What you will do:
a: Edit the part of the summer theater passage that begins with the words containing "Summer theater used" and ends with "now in Pittsfield.", replacing "tents" with "pavilions".
b: List the titles of all the theater productions named in the summer theater passage.

Page extract:
Summer theater used to be known as “the straw-hat trail” and “summer stock,” both terms evoking familiar, innocuous entertainments presented for languid hot-weather audiences by (usually) amateur companies in tents, barns, and town halls.

From the outset, though, theaters in the Berkshires have broken that mold. The original Berkshire Playhouse (now part of the Berkshire Theatre Group), which began performances in 1928 in Stockbridge, and the Williamstown Theatre Festival, founded in 1954, had higher ambitions, presenting weightier fare with professional casts. They’ve since been joined by Shakespeare & Company (1978) in Lenox and Barrington Stage Company (1995), now in Pittsfield.

Over the years, all four theaters have added “second stages,” where smaller-scale, often unfamiliar and, increasingly, brand-new works are showcased for more adventurous audiences. I often find these more intimate offerings the most compelling — especially when they offer the chance to see fledgling works take wing.

The Williamstown Theatre Festival season consists of three world premieres and one stateside debut of an Irish drama. That one is And No More Shall We Part, by Tom Holloway, a two-hander with Jane Kaczmarek and the protean English actor Alfred Molina, about an aging couple facing the inevitability of death and a choice as to its time and means. Martyna Majok’s Cost of Living, directed by the audacious Jo Bonney, finds four disparate lives intersecting in the wake of a devastating accident.

In The Chinese Room, a “sci-fi comedy thriller” from another Irishman, Michael West, a brilliant AI researcher designs a “humandroid” to preserve his wife’s failing memory. The musical Poster Boy looks at privacy and community in the digital age, as an online chatroom processes the death of a gay man, driven to suicide by cyber-bullying.

In July, the Berkshire Theatre Group premieres The Stone Witch in the intimate Unicorn Theatre on its Stockbridge campus. Shem Bitterman’s play, starring Judd Hirsch, pits youth against age and ambition against despair, as an aspiring author is tasked with helping his professional idol to finish his final manuscript.

Dataset entries:
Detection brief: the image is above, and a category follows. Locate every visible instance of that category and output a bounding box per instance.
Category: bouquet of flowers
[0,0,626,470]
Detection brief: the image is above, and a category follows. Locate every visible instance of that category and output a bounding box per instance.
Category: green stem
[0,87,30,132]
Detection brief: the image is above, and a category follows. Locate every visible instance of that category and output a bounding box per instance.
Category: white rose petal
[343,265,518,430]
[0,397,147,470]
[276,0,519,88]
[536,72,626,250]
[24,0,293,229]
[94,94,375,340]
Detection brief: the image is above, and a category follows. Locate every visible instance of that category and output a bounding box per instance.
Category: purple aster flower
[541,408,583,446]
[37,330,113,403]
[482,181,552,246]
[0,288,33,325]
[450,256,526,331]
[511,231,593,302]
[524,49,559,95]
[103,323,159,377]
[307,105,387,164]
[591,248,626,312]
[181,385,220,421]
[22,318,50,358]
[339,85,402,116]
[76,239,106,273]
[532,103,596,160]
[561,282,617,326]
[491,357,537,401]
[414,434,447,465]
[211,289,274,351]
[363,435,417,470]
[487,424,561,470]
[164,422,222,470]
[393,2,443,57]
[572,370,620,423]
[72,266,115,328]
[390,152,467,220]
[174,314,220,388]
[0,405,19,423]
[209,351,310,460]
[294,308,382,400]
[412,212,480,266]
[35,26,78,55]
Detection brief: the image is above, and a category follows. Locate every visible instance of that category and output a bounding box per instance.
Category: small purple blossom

Activity answers:
a:
Summer theater used to be known as “the straw-hat trail” and “summer stock,” both terms evoking familiar, innocuous entertainments presented for languid hot-weather audiences by (usually) amateur companies in pavilions, barns, and town halls.

From the outset, though, theaters in the Berkshires have broken that mold. The original Berkshire Playhouse (now part of the Berkshire Theatre Group), which began performances in 1928 in Stockbridge, and the Williamstown Theatre Festival, founded in 1954, had higher ambitions, presenting weightier fare with professional casts. They’ve since been joined by Shakespeare & Company (1978) in Lenox and Barrington Stage Company (1995), now in Pittsfield.

b:
- And No More Shall We Part
- Cost of Living
- The Chinese Room
- Poster Boy
- The Stone Witch